### Selected excerpt
# Having a Girlfriend Makes You Mature (Language)



## Scott Tuplin (Apr 3, 2007)

Sometimes, when I get in from work, I real like crap and I hate pretty much everyone around me. But on Fridays my girlfriend, Charlotte, walks to my house after her college bus drops her off, she sits and has a cup of tea with my mum for an hour whilst they talk about whatever it is women talk about when men aren't around. Usually, when I turn up at 5pm, my girlfriend gets a kiss, my mum gets one on the cheek and my dog gets fussed for about twenty minutes before I retire to the living room with a can of beer (just one for being so brave all week). For the next half hour or so, Charlotte and I sit in front of the TV watching whatever is on until dinner is ready.

Now, I don't know why, but I enjoy having dinner at the table when its just me, Charlotte and my mum. I think it has something to do with the fact that Charlotte had a very strict, very polite upbringing, and she eats at the table - so, when she's round mine, we *all* eat at the table. When Charlotte's not there, and it's just me, mum and John (the stepdad) we don't... and it seems less civilised. Like if we could be having dinner somewhere else, we would. When eating dinner at the table, there's nowhere else I'd rather be. Conversation between them is usually about what gossip either of them has picked up during the day, meanwhile I wolf down my food because I'm so damn hungry from working with fruit all day and not having had anything to eat.

After dinner, Charlotte and mum do the dishes - which has become routine for them. I tried once, for about a running week, to make them sit down and relax while I did the dishes, but I never even got close to the sink. Its like, somehow, they bond through washing up... wierd, but at the same time its incredibly cool. I listen to them joking and messing about as I search the internet and the papers for a new job - I never have any luck - and when Charlotte comes back into the room, she doesn't ask whether I found anything, she just stands behind me, kisses the top of my head, then bends and kisses my cheek and wraps her arms around my neck - nothing ever felt so comforting.

### Entries supplied

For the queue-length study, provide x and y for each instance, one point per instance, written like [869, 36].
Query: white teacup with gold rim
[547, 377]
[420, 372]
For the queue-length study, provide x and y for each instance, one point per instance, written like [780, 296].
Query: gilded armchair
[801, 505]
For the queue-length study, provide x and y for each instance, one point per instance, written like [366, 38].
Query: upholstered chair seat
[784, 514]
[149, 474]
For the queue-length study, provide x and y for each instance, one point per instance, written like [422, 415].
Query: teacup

### Objectives
1. Answer these questions about the post, one line each:
(a) At what time does the writer usually turn up on Fridays?
(b) What is the stepdad's name?
(c) Who does the dishes after dinner?
2. Sum up the post in two sentences.
3. List every action Charlotte takes when she comes back into the room after the dishes, according to the post.

### The replies
1.
(a) 5pm.
(b) John.
(c) Charlotte and the writer's mum.

2. On Fridays the writer's girlfriend, Charlotte, has tea with his mum before he gets home from work, and because of her polite upbringing they all eat dinner at the table, which the writer enjoys. Afterward Charlotte and his mum bond while washing the dishes as he searches for a new job without luck, and Charlotte then comforts him with kisses and a hug.

3.
- She stands behind the writer.
- She kisses the top of his head.
- She bends and kisses his cheek.
- She wraps her arms around his neck.